* **依頼内容**
本文の「が、彼女の身長は160センチ」から「ちすらユカリをデブ扱いする。」までを、一字も変えずに書き写してください。

年がら年中「痩せたい」と思っている私(というか、ほとんどの女性はそうかもしれない)にとって、仕事がしたいから仕方なくジムに通うことを決心したユカリは「かっこいいな」と素直に思う。

が、彼女の身長は160センチで、体重は59キロである。この話を読んで、最も驚愕した箇所だ。
BMIに換算すると、23.05。適正体重が56.32kgなので、2-3キロほど上回ってはいるが適正。数値としては肥満と定義づけされはしない体重である。私は勝手にユカリを「どうみたって肥満体型」と予想していた。なんたって、会社から出張禁止になるほどの体型と聞いていたからである。

ユカリが出張禁止となった理由は体脂肪率で、体重やBMIを見られているわけではないのだが、この話に登場する他の人物たちすらユカリをデブ扱いする。
ユカリ自身は自分が別にデブでも構わないのに、やりたいことを制限されるところまで来たから渋々迎合するのだ。しかし、それをきっかけに「冷ややかな悪魔」たちの存在を目の当たりにする。

ネタバレになる内容は極力避けるのだが、この物語を動かすあるものの存在は、ソロモンの指輪のようだと私は考える。

ソロモンの指輪(ソロモンのゆびわ)は、偽典のひとつとされる『ソロモンの遺訓』(『ソロモンの聖約』)に記された、ヤハウェの命を受けた大天使ミカエルよりソロモン王に授けられた指輪である。ソロモンの指輪は真鍮と鉄でできており、様々な悪霊を使役する権威を与えると伝えられている。

Wikipedia「ソロモンの指輪」

画像セグメンテーションの項目
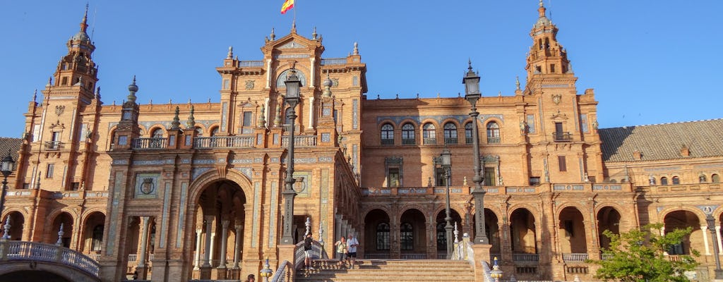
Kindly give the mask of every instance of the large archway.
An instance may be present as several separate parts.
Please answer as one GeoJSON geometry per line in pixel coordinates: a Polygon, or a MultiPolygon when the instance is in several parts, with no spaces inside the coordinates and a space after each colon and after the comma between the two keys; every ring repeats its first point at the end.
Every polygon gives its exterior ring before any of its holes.
{"type": "MultiPolygon", "coordinates": [[[[1,225],[4,225],[7,222],[8,216],[10,217],[10,239],[22,240],[22,230],[25,225],[25,217],[19,211],[11,211],[2,219],[2,221],[0,221],[1,222],[1,225]]],[[[0,234],[2,234],[3,236],[5,235],[4,232],[5,230],[0,231],[0,234]]]]}
{"type": "Polygon", "coordinates": [[[427,258],[427,221],[424,213],[408,209],[399,221],[399,250],[402,259],[427,258]]]}
{"type": "Polygon", "coordinates": [[[364,222],[364,242],[362,245],[364,248],[364,258],[389,258],[391,250],[389,215],[380,209],[374,209],[367,213],[364,222]]]}
{"type": "Polygon", "coordinates": [[[191,276],[210,279],[239,277],[242,263],[247,196],[239,184],[221,180],[207,184],[194,205],[195,232],[191,276]],[[211,271],[202,271],[210,269],[211,271]]]}
{"type": "Polygon", "coordinates": [[[680,244],[675,244],[668,250],[669,255],[690,255],[691,249],[706,252],[703,231],[701,230],[701,220],[698,216],[689,211],[675,211],[665,215],[664,232],[668,233],[677,229],[690,227],[693,231],[683,238],[680,244]]]}
{"type": "Polygon", "coordinates": [[[601,249],[610,247],[610,238],[603,234],[605,230],[620,234],[620,213],[615,208],[606,206],[597,212],[597,238],[601,249]]]}

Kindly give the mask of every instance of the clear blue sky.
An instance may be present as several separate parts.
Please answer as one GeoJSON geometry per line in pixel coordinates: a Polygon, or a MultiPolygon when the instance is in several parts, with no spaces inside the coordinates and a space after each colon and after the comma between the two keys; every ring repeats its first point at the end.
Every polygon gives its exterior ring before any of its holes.
{"type": "MultiPolygon", "coordinates": [[[[139,102],[219,100],[215,68],[234,46],[260,60],[264,37],[288,34],[283,0],[91,0],[89,33],[102,100],[120,103],[137,76],[139,102]]],[[[0,2],[0,136],[19,137],[33,89],[42,89],[78,31],[85,0],[0,2]]],[[[545,0],[578,92],[595,89],[602,128],[723,118],[723,1],[545,0]]],[[[298,33],[323,36],[325,58],[359,43],[369,99],[456,97],[471,58],[483,95],[512,95],[525,79],[536,0],[296,0],[298,33]]]]}

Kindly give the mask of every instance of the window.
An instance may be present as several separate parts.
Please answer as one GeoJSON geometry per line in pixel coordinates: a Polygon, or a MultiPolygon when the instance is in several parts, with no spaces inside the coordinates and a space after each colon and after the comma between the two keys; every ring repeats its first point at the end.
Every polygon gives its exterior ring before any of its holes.
{"type": "Polygon", "coordinates": [[[432,123],[424,124],[424,126],[422,127],[422,136],[424,138],[425,144],[437,144],[437,136],[435,134],[436,130],[435,125],[432,123]]]}
{"type": "Polygon", "coordinates": [[[560,166],[560,171],[568,171],[568,163],[565,159],[565,156],[557,156],[557,164],[560,166]]]}
{"type": "Polygon", "coordinates": [[[389,224],[377,225],[377,250],[389,250],[389,224]]]}
{"type": "Polygon", "coordinates": [[[487,123],[487,144],[500,143],[500,125],[494,121],[487,123]]]}
{"type": "Polygon", "coordinates": [[[674,176],[673,177],[673,185],[677,185],[678,184],[680,184],[680,178],[678,178],[678,177],[677,177],[677,176],[674,176]]]}
{"type": "Polygon", "coordinates": [[[402,125],[402,145],[414,145],[414,125],[405,123],[402,125]]]}
{"type": "Polygon", "coordinates": [[[495,173],[494,167],[485,167],[484,168],[484,185],[485,186],[495,186],[497,183],[497,175],[495,173]]]}
{"type": "Polygon", "coordinates": [[[445,144],[457,144],[457,125],[453,123],[445,123],[445,144]]]}
{"type": "Polygon", "coordinates": [[[55,164],[48,164],[48,169],[46,170],[46,178],[53,178],[53,170],[55,169],[55,164]]]}
{"type": "Polygon", "coordinates": [[[411,224],[405,222],[399,229],[399,238],[401,241],[402,250],[414,250],[414,229],[411,224]]]}
{"type": "Polygon", "coordinates": [[[399,169],[389,169],[389,178],[387,182],[388,187],[399,187],[399,169]]]}
{"type": "Polygon", "coordinates": [[[472,140],[472,123],[464,124],[464,143],[471,144],[474,142],[472,140]]]}
{"type": "Polygon", "coordinates": [[[244,126],[251,126],[253,124],[253,118],[251,112],[244,112],[244,126]]]}
{"type": "Polygon", "coordinates": [[[382,125],[382,145],[394,145],[394,127],[389,123],[382,125]]]}

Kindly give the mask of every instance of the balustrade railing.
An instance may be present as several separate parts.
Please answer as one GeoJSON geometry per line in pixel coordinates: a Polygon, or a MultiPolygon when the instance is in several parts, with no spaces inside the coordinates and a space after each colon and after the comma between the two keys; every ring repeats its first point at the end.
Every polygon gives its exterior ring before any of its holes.
{"type": "Polygon", "coordinates": [[[586,252],[562,254],[562,260],[565,263],[583,263],[588,257],[586,252]]]}
{"type": "MultiPolygon", "coordinates": [[[[315,135],[297,135],[294,136],[294,146],[296,147],[313,147],[316,146],[317,136],[315,135]]],[[[281,146],[288,146],[288,136],[281,137],[281,146]]]]}
{"type": "Polygon", "coordinates": [[[536,263],[540,260],[539,254],[512,254],[512,260],[515,263],[536,263]]]}
{"type": "Polygon", "coordinates": [[[25,241],[7,241],[8,252],[1,260],[58,263],[98,276],[100,265],[90,257],[54,244],[25,241]]]}
{"type": "Polygon", "coordinates": [[[137,138],[133,139],[131,147],[139,150],[164,149],[167,141],[165,137],[137,138]]]}
{"type": "Polygon", "coordinates": [[[254,144],[254,136],[196,137],[193,140],[194,149],[252,148],[254,144]]]}

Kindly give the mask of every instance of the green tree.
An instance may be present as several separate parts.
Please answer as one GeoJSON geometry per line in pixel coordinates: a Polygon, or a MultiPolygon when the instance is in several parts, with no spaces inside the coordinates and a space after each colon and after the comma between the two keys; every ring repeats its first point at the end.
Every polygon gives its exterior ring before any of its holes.
{"type": "MultiPolygon", "coordinates": [[[[689,281],[683,273],[698,265],[696,260],[690,255],[681,255],[680,260],[672,261],[664,252],[680,244],[693,229],[676,229],[664,235],[650,232],[660,230],[662,226],[648,224],[641,230],[633,229],[620,234],[605,230],[603,234],[611,241],[610,247],[602,250],[606,259],[589,261],[601,266],[595,278],[622,282],[689,281]]],[[[693,249],[690,252],[693,256],[699,255],[693,249]]]]}

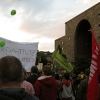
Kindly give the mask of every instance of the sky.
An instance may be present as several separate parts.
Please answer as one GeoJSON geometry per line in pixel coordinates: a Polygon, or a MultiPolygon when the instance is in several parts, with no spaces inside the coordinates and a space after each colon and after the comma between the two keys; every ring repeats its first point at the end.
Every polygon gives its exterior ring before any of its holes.
{"type": "Polygon", "coordinates": [[[65,35],[65,22],[100,0],[0,0],[0,37],[15,42],[39,42],[39,51],[54,51],[65,35]],[[12,16],[12,10],[16,14],[12,16]]]}

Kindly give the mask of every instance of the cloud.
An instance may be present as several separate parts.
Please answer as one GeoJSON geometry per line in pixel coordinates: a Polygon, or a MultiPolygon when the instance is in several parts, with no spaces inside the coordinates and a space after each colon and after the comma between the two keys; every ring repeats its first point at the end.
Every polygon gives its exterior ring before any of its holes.
{"type": "Polygon", "coordinates": [[[0,0],[0,35],[16,41],[39,42],[39,50],[52,51],[55,39],[65,35],[65,22],[98,2],[0,0]],[[10,15],[12,9],[17,11],[15,16],[10,15]]]}

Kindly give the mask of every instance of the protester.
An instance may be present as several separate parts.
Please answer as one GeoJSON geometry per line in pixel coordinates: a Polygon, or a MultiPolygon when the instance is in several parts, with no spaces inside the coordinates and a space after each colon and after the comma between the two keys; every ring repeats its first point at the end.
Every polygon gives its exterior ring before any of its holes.
{"type": "Polygon", "coordinates": [[[43,67],[42,75],[35,83],[35,95],[40,100],[56,100],[58,92],[58,84],[54,77],[51,76],[50,67],[43,67]]]}
{"type": "Polygon", "coordinates": [[[80,85],[77,91],[76,100],[87,100],[86,96],[87,96],[89,74],[90,74],[90,69],[88,68],[85,71],[86,78],[80,82],[80,85]]]}
{"type": "Polygon", "coordinates": [[[30,82],[27,82],[25,79],[26,79],[26,70],[25,68],[23,68],[23,82],[21,84],[21,87],[24,88],[26,92],[34,95],[35,91],[33,85],[30,82]]]}
{"type": "Polygon", "coordinates": [[[72,100],[74,98],[69,73],[65,73],[63,75],[63,80],[61,82],[60,89],[62,100],[72,100]]]}
{"type": "Polygon", "coordinates": [[[36,66],[32,66],[31,75],[26,79],[26,81],[30,82],[33,85],[33,87],[37,78],[39,77],[38,73],[38,68],[36,66]]]}
{"type": "Polygon", "coordinates": [[[39,100],[21,88],[22,64],[14,56],[0,59],[0,100],[39,100]]]}

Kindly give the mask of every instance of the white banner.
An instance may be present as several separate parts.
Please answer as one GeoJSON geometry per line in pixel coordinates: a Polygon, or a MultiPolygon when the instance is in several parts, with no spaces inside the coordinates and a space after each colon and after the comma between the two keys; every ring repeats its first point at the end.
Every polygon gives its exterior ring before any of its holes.
{"type": "Polygon", "coordinates": [[[8,55],[17,57],[27,72],[30,72],[30,68],[35,65],[37,49],[38,42],[14,42],[0,37],[0,58],[8,55]]]}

* **作業の答え**
が、彼女の身長は160センチで、体重は59キロである。この話を読んで、最も驚愕した箇所だ。
BMIに換算すると、23.05。適正体重が56.32kgなので、2-3キロほど上回ってはいるが適正。数値としては肥満と定義づけされはしない体重である。私は勝手にユカリを「どうみたって肥満体型」と予想していた。なんたって、会社から出張禁止になるほどの体型と聞いていたからである。

ユカリが出張禁止となった理由は体脂肪率で、体重やBMIを見られているわけではないのだが、この話に登場する他の人物たちすらユカリをデブ扱いする。